══ Data provided ══

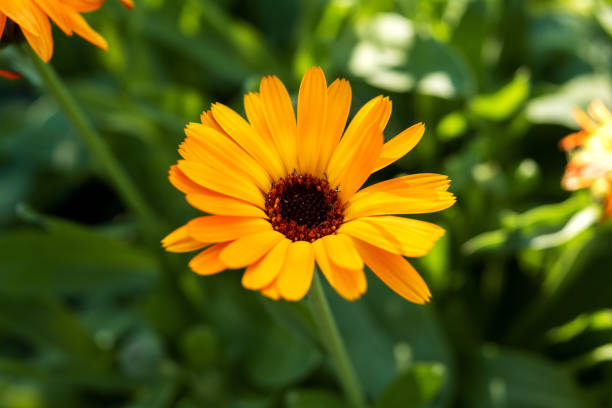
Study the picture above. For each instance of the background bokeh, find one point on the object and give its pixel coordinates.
(94, 314)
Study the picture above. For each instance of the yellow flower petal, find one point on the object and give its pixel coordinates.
(395, 272)
(42, 43)
(55, 10)
(127, 3)
(312, 109)
(341, 251)
(84, 5)
(414, 194)
(80, 26)
(250, 248)
(179, 240)
(400, 145)
(262, 273)
(397, 235)
(218, 180)
(405, 184)
(221, 228)
(296, 274)
(209, 120)
(26, 15)
(385, 203)
(338, 107)
(253, 106)
(184, 183)
(353, 140)
(280, 118)
(599, 111)
(207, 262)
(350, 284)
(215, 203)
(271, 291)
(204, 144)
(358, 164)
(243, 134)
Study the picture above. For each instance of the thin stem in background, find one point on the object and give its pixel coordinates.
(330, 336)
(97, 147)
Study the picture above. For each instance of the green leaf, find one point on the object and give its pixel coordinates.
(504, 378)
(200, 346)
(393, 56)
(313, 399)
(280, 358)
(500, 105)
(67, 258)
(414, 388)
(556, 107)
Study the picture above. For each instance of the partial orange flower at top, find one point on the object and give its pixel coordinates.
(32, 19)
(590, 149)
(285, 193)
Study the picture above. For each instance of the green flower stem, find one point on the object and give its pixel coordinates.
(330, 336)
(97, 146)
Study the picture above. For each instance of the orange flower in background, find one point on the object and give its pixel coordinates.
(32, 19)
(590, 162)
(285, 193)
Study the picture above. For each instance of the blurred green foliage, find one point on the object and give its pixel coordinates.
(92, 316)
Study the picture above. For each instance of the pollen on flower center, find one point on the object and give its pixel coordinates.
(304, 207)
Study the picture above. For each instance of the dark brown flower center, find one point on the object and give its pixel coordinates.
(304, 207)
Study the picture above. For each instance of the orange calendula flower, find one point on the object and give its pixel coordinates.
(590, 163)
(30, 18)
(284, 193)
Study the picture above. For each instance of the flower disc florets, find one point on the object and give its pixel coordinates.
(304, 207)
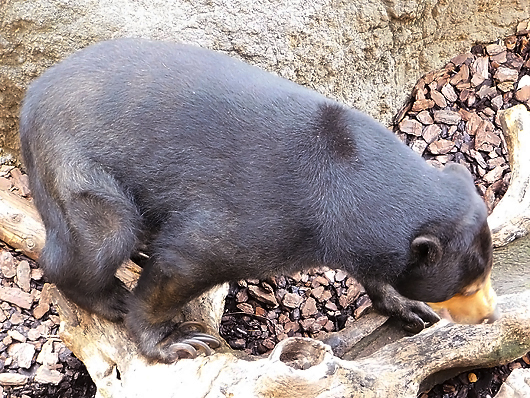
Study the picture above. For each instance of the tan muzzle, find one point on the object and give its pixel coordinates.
(477, 303)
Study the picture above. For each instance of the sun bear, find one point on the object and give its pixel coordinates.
(217, 171)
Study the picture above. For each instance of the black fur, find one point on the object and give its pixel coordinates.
(222, 171)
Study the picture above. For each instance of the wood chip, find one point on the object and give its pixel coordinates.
(431, 133)
(16, 296)
(506, 74)
(441, 147)
(438, 98)
(7, 264)
(24, 276)
(13, 379)
(422, 104)
(447, 116)
(425, 117)
(449, 93)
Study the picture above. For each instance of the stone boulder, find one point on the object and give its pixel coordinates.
(365, 53)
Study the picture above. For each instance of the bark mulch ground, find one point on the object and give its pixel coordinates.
(451, 117)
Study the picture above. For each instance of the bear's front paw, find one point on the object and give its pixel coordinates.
(415, 315)
(168, 342)
(185, 343)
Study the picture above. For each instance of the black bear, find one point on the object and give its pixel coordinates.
(219, 171)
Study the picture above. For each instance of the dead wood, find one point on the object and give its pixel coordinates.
(354, 362)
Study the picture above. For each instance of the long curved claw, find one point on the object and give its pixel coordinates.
(198, 344)
(182, 347)
(192, 325)
(208, 339)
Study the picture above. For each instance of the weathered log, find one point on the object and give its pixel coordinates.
(354, 362)
(20, 225)
(511, 217)
(297, 366)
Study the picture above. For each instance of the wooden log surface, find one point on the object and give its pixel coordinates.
(296, 367)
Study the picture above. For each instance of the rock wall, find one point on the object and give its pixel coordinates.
(366, 53)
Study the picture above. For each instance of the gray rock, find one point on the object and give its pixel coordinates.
(364, 53)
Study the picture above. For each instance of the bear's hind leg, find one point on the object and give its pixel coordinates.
(87, 239)
(164, 286)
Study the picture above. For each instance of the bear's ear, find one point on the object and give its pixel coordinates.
(426, 249)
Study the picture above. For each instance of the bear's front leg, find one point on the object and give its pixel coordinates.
(415, 315)
(160, 293)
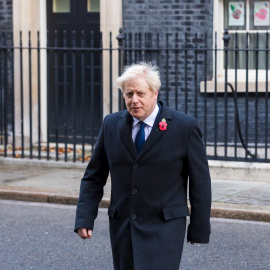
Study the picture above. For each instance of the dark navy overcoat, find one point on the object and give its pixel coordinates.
(148, 206)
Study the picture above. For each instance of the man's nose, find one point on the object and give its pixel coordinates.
(134, 98)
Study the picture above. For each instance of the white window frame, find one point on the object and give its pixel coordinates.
(218, 26)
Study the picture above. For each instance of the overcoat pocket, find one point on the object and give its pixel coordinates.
(112, 211)
(176, 211)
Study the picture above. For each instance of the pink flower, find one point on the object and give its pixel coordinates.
(163, 125)
(236, 14)
(261, 14)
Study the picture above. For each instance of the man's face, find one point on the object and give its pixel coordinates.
(140, 100)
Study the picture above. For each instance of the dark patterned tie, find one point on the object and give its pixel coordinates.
(140, 137)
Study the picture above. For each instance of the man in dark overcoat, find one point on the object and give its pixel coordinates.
(152, 152)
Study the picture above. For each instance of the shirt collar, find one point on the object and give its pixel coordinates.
(150, 119)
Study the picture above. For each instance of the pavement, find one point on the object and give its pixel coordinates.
(59, 182)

═══

Write out the data precisely as given, excluding the pictures.

Study the picture above. For each instance of the background bokeh, find one point on the object and give its pixel coordinates.
(94, 314)
Study the picture above. For each instance of the yellow flower petal, find one point on the object and give its pixel coordinates.
(395, 272)
(42, 43)
(55, 10)
(127, 3)
(312, 109)
(341, 251)
(84, 5)
(414, 194)
(80, 26)
(250, 248)
(179, 240)
(400, 145)
(262, 273)
(397, 235)
(218, 180)
(405, 184)
(221, 228)
(296, 274)
(209, 120)
(26, 15)
(385, 203)
(338, 107)
(253, 106)
(184, 183)
(353, 140)
(280, 118)
(599, 111)
(207, 262)
(350, 284)
(215, 203)
(271, 291)
(204, 144)
(358, 164)
(243, 134)
Study the picture above. For each instance of the thin stem in background, find one point on the object and give its pixel coordinates.
(330, 336)
(97, 147)
Study the picture above. For each instance of the green leaf, find one point on the object and give its pixel coordinates.
(504, 378)
(200, 346)
(393, 56)
(313, 399)
(280, 358)
(500, 105)
(67, 258)
(414, 388)
(556, 107)
Study the picture above. For each instance of the partial orange flower at top, find one point on the object and give its pixel coordinates.
(32, 19)
(590, 149)
(285, 193)
Study the picture above. For each instance of the green flower stem, find one point on the object and give its pixel coordinates.
(330, 336)
(97, 146)
Study the picture above. For each instance of the orange flower in background, find one point on the object and give its pixel coordinates.
(32, 19)
(590, 162)
(285, 193)
Study the picture above. For each instance of the blurred green foliage, find one point on the object and give its pixel coordinates.
(92, 316)
Study the picture above. For each instance of the pollen on flower center, find one point on the object and give its pixel coordinates.
(304, 207)
Study the picture above. For each instance of the dark brown flower center, find one point on the object and give its pixel coordinates.
(304, 207)
Study the picture above. For each instance of the orange calendula flower, find one point on the object and give its pixel coordinates.
(590, 163)
(30, 18)
(284, 193)
Study the picture above. For each instance of the flower disc florets, find one point on the object and give its pixel coordinates.
(304, 207)
Study the picture above. For each instance of the tan muzzle, find one point on the object and give its pixel coordinates.
(477, 303)
Study the picture above. For each instance of the sun bear, find one point on the object and give its pixel coordinates.
(217, 171)
Study the picture above. For each instance of the black fur, find one point on the object and give its pixel coordinates.
(222, 171)
Study the picture above. For each instance of the wood chip, find one point on the object and give its pixel coordinates.
(431, 133)
(16, 296)
(506, 74)
(441, 147)
(438, 98)
(7, 264)
(24, 276)
(13, 379)
(422, 104)
(447, 116)
(425, 117)
(449, 93)
Study the picture above. For each instance of the stone boulder, find one point on the object and give its pixel coordinates.
(365, 53)
Study the picture above. For each instance of the bark mulch ground, find one point on the object and give its pixel coordinates.
(451, 117)
Study the picture above. For each instance of the bear's front paw, find one point on the object and give its pixel coordinates.
(415, 315)
(168, 342)
(185, 343)
Study the picture above. For each instance of the black bear, find one point on the object and give its pixel coordinates.
(219, 171)
Study the picture above. For each instance of the dead wood, find one point on the object and give its pixel coordinates.
(354, 362)
Study the picture above. For each instance of the long curved claw, find one point on the object and give its pixel coordinates.
(198, 344)
(182, 347)
(192, 325)
(208, 339)
Study the picture above. For each instance of the weathered log, find one point on the object and give its pixel coordinates.
(354, 362)
(20, 225)
(511, 217)
(297, 366)
Study the picture above. For each instance of the wooden log surface, find one point on the object and give its pixel coordinates.
(296, 367)
Study the picture above. For each instance of the rock wall, find one point on the object and give its pixel coordinates.
(366, 53)
Study the picture above. For each instance of the gray rock, find one point on the object and give its pixel coordinates.
(364, 53)
Study the picture above. For each instance of the bear's hind leg, find one point on the object and give its pixel coordinates.
(87, 239)
(164, 286)
Study the picture above. For each instance of the bear's ear, find one point on the object and give its pixel coordinates.
(426, 249)
Study the picture above. For each instance of the bear's front leg, find one point on the object and give its pixel coordinates.
(415, 315)
(160, 293)
Study the picture above. For each instance of the dark navy overcoat, find one point on the object and give its pixel coordinates.
(148, 206)
Study the picture above. For each instance of the man's nose, find one point on the object and give its pixel coordinates.
(134, 98)
Study the picture above. For each instance of the white window frame, find one point on the object and give its pixel coordinates.
(218, 26)
Study the picture above. For each instance of the overcoat pocket, find one point on the object and give its pixel coordinates.
(112, 211)
(176, 211)
Study the picture above. For each instance of the pink flower, find one point on the object and give its pixel coordinates.
(163, 125)
(236, 14)
(261, 14)
Study the picture above. For each instance of the man's face, find one point on the object and give its pixel coordinates.
(140, 100)
Study the picture above. For each instance of the dark patterned tie, find one point on the object and give its pixel coordinates.
(140, 137)
Study the picture above. For each instance of the man in dark overcoat, find one point on the object and give its pixel coordinates.
(152, 152)
Study the picture above. For each instance of the shirt collar, find one point on the object and give its pixel coordinates.
(150, 119)
Study the picture above. For each instance of the pavement, find one point on the object and give its pixel coordinates.
(59, 182)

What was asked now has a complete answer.